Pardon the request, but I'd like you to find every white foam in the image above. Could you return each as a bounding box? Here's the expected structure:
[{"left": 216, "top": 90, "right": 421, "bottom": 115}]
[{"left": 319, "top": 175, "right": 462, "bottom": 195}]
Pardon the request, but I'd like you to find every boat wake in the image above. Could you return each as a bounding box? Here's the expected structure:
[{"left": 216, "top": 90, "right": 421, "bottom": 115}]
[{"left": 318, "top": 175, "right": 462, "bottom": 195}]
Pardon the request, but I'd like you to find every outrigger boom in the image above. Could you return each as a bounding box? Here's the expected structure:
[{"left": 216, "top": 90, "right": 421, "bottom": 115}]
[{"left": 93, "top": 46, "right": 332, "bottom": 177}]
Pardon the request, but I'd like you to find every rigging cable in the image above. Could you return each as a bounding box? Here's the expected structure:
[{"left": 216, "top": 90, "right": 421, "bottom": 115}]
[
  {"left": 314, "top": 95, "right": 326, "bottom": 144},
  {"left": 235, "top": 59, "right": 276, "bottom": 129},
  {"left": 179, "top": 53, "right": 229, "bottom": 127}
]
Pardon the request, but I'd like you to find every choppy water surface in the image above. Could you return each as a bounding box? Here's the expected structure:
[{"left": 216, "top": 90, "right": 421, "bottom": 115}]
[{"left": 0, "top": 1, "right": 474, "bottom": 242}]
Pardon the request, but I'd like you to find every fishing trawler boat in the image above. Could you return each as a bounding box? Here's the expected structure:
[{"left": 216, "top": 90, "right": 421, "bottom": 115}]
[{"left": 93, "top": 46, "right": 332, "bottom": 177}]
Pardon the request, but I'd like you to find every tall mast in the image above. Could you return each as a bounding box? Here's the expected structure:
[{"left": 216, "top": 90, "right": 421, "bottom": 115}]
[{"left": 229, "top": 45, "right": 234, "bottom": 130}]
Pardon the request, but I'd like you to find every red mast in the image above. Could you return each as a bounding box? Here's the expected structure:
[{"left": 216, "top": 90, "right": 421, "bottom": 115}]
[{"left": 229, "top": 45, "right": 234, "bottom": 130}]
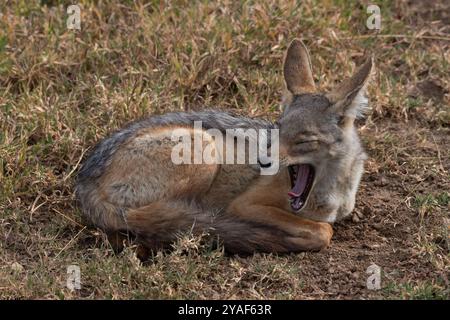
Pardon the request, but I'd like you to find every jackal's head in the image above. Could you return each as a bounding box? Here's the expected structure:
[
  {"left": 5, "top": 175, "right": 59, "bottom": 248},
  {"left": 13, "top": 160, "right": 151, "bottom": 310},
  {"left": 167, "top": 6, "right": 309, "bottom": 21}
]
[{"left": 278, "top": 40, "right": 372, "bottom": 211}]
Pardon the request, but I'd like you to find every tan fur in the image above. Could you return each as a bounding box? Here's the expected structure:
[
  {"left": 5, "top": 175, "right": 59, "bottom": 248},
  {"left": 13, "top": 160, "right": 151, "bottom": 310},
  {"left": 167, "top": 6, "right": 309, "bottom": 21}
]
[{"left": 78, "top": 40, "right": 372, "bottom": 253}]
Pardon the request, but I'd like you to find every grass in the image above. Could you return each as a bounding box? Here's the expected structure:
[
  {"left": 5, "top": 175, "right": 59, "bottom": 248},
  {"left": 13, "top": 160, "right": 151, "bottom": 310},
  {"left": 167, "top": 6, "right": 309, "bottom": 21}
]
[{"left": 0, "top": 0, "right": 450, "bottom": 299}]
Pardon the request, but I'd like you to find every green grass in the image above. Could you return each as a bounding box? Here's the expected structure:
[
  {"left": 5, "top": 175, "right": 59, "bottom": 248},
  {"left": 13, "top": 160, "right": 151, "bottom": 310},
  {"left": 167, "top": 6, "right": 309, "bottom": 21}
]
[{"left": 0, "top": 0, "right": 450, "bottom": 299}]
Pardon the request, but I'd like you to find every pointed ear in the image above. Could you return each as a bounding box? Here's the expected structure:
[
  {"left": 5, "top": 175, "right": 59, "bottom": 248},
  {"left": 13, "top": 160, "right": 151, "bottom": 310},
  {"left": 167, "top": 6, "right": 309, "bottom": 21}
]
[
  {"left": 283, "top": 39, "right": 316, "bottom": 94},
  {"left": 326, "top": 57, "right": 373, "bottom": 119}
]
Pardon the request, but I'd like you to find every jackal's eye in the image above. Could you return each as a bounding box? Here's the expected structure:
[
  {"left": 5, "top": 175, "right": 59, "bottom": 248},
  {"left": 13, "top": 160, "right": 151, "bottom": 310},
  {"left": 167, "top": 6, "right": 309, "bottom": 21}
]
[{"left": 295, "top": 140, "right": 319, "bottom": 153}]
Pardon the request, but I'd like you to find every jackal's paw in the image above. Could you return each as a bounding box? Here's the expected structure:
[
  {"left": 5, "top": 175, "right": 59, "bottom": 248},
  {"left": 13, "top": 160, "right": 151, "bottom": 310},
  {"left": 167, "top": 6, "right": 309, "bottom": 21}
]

####

WRITTEN PROBLEM = Report each line of the material above that contains the string "mast", copying every such line in full.

EXERCISE RESPONSE =
Pardon the request, but I'd like you to find every tall mast in the image above. Could you return each as a bounding box? Here's the expected structure:
Pardon the request, but I'd like you to find every red mast in the image above. Could you return each as a bounding box? Here's the expected structure:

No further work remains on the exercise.